*** TEXT PASSAGE Section Begins ***

Nice! We're hoping to eventually put down locally and sustainably harvested wood flooring in the new house, but that's a ways off yet.

7:44 AM  
Blogger tansy said...

it's looking great!


and yeah, things ALWAYS take at least twice as long as you plan for. that's the law of projects!

11:15 AM  
Blogger Lené Gary said...

Are you going to finish them? My mother used a tongue oil on her maple floors (did I spell that right? is it tongue like tongue?). A friend fell in love with my mom's floors and used it on her pine planks, which looked gorgeous too. It rubs on easy and can be applied at various times. It's not toxic like many of the poly products. If you're interested, let me know. I'll get the info.

7:41 PM  
Blogger Jim said...

Thanks everybody, and the sanding is coming right along, I should be finished sometime tomorrow and ready to apply the OSMO Hard Wax Oil finish.

Lene-

Yes you spelled tongue correctly.:~p
...and thanks for the tip but I've already purchased an eco-friendly wax oil for the floor.
I heard about this product at a wood flooring website and after researching a bit more decided it was the right product for our new planks.

Here is some more info on it.

*** TEXT PASSAGE Section Ends ***
*** RECORD SET Section Begins ***

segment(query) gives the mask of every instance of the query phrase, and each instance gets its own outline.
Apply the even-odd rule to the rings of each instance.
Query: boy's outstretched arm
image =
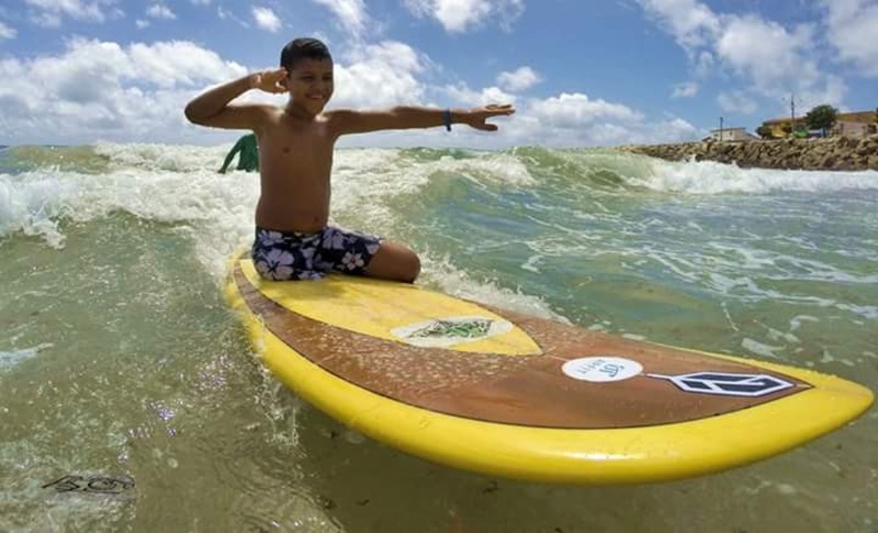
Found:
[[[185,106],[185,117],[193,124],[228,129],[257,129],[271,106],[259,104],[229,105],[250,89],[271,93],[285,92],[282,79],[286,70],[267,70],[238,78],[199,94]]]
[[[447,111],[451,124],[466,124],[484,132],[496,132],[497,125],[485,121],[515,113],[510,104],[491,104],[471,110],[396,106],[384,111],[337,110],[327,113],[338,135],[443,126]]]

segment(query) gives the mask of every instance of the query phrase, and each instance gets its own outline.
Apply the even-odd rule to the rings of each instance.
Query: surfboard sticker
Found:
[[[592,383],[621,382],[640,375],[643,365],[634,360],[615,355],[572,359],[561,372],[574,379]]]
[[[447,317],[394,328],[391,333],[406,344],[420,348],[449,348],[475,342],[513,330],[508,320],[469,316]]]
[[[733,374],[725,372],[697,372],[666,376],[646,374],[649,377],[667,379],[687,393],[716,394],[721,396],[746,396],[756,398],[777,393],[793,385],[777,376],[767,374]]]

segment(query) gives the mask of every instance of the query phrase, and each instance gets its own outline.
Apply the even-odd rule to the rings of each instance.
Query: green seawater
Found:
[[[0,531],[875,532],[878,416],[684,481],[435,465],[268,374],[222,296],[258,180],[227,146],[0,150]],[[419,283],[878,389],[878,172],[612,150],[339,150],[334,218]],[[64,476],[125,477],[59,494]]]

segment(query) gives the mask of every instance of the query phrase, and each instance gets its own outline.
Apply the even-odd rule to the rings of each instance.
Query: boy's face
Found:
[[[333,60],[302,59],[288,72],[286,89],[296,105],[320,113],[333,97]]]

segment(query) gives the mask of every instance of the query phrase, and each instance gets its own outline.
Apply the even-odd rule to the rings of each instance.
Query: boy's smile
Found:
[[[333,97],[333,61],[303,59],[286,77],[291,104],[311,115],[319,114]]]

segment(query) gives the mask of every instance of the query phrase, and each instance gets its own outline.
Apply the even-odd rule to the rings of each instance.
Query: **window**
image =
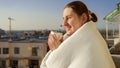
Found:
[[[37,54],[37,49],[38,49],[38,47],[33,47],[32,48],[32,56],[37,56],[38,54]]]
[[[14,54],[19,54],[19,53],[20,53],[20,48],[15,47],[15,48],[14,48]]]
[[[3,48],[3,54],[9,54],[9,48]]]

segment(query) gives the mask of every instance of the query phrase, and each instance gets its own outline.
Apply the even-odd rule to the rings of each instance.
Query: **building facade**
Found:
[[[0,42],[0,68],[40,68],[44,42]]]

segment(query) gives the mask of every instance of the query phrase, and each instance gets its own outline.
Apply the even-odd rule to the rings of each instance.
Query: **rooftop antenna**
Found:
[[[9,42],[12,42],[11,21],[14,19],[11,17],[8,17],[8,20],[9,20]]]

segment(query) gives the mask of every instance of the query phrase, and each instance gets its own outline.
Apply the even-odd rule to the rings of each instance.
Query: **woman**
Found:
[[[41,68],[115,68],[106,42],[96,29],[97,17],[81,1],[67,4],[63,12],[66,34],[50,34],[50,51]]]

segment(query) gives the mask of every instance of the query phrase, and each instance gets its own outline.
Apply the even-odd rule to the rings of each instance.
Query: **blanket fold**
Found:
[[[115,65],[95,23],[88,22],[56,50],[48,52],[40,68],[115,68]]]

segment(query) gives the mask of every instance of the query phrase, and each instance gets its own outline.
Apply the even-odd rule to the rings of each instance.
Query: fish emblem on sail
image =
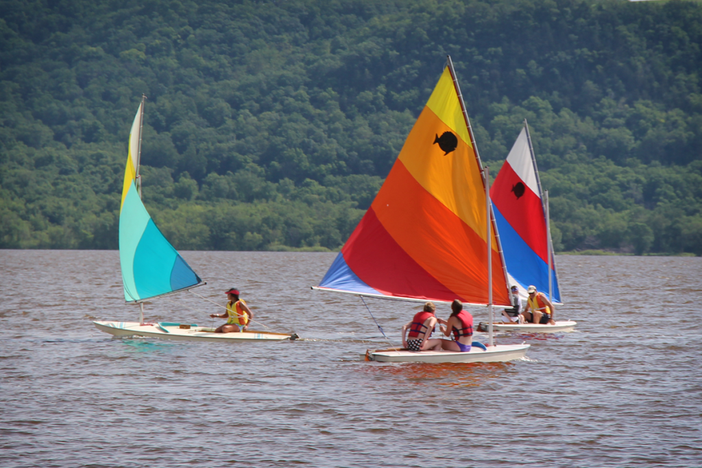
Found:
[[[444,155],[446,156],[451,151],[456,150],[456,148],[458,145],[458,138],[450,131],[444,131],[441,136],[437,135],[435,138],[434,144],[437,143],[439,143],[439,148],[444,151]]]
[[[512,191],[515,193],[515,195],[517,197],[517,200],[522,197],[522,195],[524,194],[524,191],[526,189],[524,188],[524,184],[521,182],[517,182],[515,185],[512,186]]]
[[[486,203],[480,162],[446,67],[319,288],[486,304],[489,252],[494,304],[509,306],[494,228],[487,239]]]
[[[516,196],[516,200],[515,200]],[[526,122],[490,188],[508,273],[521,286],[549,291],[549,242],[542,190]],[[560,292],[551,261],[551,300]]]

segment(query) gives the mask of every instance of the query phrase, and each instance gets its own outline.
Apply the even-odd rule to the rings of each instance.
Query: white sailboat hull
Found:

*** RECORD SET Section Ends ***

_THINGS TO DO_:
1 > Return the part of the flooring comments that begins at the words "Are you going" and stops after "our new planks.".
2 > In the flooring comments, what finish does Jim say he will apply once the sanding is done?
3 > Continue the flooring comments from the point where they stop.
These records have no connection to the flooring comments.

_RESPONSES TO THE EXERCISE_:
1 >
Are you going to finish them? My mother used a tongue oil on her maple floors (did I spell that right? is it tongue like tongue?). A friend fell in love with my mom's floors and used it on her pine planks, which looked gorgeous too. It rubs on easy and can be applied at various times. It's not toxic like many of the poly products. If you're interested, let me know. I'll get the info.

7:41 PM  
Blogger Jim said...

Thanks everybody, and the sanding is coming right along, I should be finished sometime tomorrow and ready to apply the OSMO Hard Wax Oil finish.

Lene-

Yes you spelled tongue correctly.:~p
...and thanks for the tip but I've already purchased an eco-friendly wax oil for the floor.
I heard about this product at a wood flooring website and after researching a bit more decided it was the right product for our new planks.

2 > The OSMO Hard Wax Oil finish.

3 >
Ingredients:

Key ingredients in Hardwax Oil include sunflower, soybean and thistle oil, plus two hard, natural waxes—carnauba and candelilla. A Brazilian palm tree, Copernica cerifera, produces the carnauba in its leaves, berries and stalks. Villagers cut down fronds, dry them for several days, and then beat off the wax. The candelilla comes from the outer coating on a desert shrub, Euphorbia antisyphiliti, that grows in northern Mexico. Farmers boil the leaves and stems with water and acid to release the wax.

This is an oil-based product. Like most finishes—even water-based ones—it needs a solvent to perform properly. OSMO uses the safest one that works with oil-based finishes: benzene-free, low-odor mineral spirits. This is an aliphatic petroleum distillate, which means it is a petroleum product that has its carbon atoms arranged in open chains instead of rings. The more toxic, aromatic or ring hydrocarbons have been removed, resulting in a milder odor.

Environmental benefits include:
1. Hardwax Oil is made mostly from readily renewable, natural ingredients.
2. Hardwax Oil is extremely durable—keeps existing flooring in good shape for decades.
3. When dry, Hardwax Oil meets European safety standards for use on children’s furniture and toys and resistance to perspiration and saliva.
4. Hardwax Oil contains no biocides or preservatives, only aliphatic low-odor mineral spirits that meet the German standard for purity.

Practical benefits include:
1. Hardwax Oil preserves the look and feel of real wood—not a plastic coating.
2. Easy to apply—just two thin coats.
3. Hardwax Oil will not raise the grain when applied. Therefore no need to sand between coats.
4. Thixotropic—no brush marks in hot weather.
5. Hardwax Oil penetrates into the wood surface, keeping it elastic but making it water-resistant. Finished wood won’t show water stains.
6. Easy to clean—just vacuum and damp-mop.

7:37 AM  
Blogger Lené Gary said...

Great information about the Hardwax Oil, Jim. Thanks. Good luck on the floors. You'll have to give us some pics and feedback on how you like the product.